##### RECORDS PROVIDED #####

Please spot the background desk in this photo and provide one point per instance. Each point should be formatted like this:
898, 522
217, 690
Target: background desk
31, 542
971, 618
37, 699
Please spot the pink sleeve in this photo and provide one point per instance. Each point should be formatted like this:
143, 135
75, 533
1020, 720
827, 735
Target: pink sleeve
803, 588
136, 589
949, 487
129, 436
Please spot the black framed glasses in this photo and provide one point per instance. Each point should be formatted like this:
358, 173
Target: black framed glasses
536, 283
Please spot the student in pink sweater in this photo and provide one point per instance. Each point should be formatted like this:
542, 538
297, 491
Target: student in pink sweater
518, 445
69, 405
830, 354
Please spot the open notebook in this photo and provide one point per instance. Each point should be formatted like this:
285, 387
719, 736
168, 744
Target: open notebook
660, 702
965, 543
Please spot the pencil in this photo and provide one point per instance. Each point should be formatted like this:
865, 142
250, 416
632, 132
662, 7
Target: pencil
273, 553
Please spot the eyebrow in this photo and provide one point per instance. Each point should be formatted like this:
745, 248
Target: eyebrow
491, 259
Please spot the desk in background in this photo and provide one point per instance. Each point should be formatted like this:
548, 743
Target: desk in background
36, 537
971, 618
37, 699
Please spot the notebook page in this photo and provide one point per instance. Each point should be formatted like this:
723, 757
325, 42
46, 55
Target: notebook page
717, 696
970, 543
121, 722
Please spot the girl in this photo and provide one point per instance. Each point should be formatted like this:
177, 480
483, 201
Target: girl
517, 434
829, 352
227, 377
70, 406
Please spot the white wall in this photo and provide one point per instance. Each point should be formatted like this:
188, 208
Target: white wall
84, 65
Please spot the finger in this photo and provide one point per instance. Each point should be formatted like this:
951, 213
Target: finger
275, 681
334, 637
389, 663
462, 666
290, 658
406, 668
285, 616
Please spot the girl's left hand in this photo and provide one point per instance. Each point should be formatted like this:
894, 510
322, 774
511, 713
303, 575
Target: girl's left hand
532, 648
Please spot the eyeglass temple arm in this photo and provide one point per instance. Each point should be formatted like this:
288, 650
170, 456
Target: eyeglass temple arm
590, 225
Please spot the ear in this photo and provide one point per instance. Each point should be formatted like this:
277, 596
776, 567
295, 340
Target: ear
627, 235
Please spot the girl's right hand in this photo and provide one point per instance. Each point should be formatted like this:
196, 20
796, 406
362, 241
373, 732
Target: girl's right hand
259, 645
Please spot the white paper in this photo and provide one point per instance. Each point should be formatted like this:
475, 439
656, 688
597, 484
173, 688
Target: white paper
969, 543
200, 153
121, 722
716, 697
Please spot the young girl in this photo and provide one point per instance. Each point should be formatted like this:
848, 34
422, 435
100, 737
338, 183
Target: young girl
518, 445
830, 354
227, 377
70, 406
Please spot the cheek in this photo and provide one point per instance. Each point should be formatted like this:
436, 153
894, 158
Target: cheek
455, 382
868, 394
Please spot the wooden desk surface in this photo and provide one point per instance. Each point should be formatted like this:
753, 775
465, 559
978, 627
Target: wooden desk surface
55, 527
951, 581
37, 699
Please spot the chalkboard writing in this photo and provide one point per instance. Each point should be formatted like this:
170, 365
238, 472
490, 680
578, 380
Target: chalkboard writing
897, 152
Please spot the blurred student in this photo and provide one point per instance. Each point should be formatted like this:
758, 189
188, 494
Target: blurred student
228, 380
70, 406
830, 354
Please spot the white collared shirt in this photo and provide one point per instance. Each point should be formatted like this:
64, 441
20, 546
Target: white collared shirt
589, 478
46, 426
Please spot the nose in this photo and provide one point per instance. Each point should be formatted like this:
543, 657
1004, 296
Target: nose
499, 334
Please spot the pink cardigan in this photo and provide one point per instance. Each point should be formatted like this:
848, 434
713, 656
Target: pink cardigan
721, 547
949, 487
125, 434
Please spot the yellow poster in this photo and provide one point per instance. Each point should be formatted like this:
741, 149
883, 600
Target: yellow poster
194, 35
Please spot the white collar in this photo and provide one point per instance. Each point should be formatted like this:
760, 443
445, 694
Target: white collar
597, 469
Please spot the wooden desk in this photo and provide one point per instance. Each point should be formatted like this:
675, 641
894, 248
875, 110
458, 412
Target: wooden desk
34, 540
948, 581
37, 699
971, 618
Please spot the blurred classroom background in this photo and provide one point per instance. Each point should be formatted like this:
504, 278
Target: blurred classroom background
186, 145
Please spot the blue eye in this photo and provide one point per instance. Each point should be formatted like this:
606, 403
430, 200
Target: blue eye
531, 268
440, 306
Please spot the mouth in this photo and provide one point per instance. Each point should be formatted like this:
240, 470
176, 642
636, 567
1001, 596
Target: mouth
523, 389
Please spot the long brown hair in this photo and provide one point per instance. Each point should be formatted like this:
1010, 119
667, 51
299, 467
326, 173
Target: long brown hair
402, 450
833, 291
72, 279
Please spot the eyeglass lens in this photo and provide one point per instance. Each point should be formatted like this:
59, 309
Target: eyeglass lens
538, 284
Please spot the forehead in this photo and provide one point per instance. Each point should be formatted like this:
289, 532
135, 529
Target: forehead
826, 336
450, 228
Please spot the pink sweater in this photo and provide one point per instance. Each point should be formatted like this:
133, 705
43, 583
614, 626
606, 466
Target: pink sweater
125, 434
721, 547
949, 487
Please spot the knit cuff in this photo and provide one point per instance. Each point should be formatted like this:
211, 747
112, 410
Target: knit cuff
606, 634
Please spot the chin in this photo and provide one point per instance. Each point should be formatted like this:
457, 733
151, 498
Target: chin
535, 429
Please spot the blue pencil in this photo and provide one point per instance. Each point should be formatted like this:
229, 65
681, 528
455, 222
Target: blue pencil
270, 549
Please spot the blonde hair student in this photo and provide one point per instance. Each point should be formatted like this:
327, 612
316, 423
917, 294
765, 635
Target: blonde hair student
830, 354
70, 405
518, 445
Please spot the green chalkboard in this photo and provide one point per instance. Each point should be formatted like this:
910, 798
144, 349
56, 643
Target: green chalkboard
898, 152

#####

### [WHAT TO WORK ON]
Rewrite the stretch from the line containing "Please spot the knit" through the end of the material, both ends included and the requests kept unchanged. Multiply every coordinate in the answers by 1.1 and round to whole numbers, with halves rounded up.

### [OUTPUT]
Please spot the knit cuff in this photo and provide one point per instance. Each point should be formatted like this:
211, 747
112, 410
Target: knit cuff
667, 697
Please spot the chin in this photo and provide one point per instance. Each point should be formatted like this:
457, 733
151, 498
Target: chin
589, 472
Please spot the blue pencil in this photo and provide one point per instance. Each point should be formatted like this:
229, 65
681, 528
455, 222
Target: blue pencil
297, 604
Please spot the blonde hair student in this photo and provide one point per instance. Each point should be formatted like this:
327, 612
316, 423
917, 294
765, 635
Target: blonde hair student
913, 389
77, 446
570, 490
Please spot the green chalkboard in this photo and provide one point per instance. Each point should be formatted like this:
910, 798
144, 349
56, 643
Target: green chalkboard
988, 167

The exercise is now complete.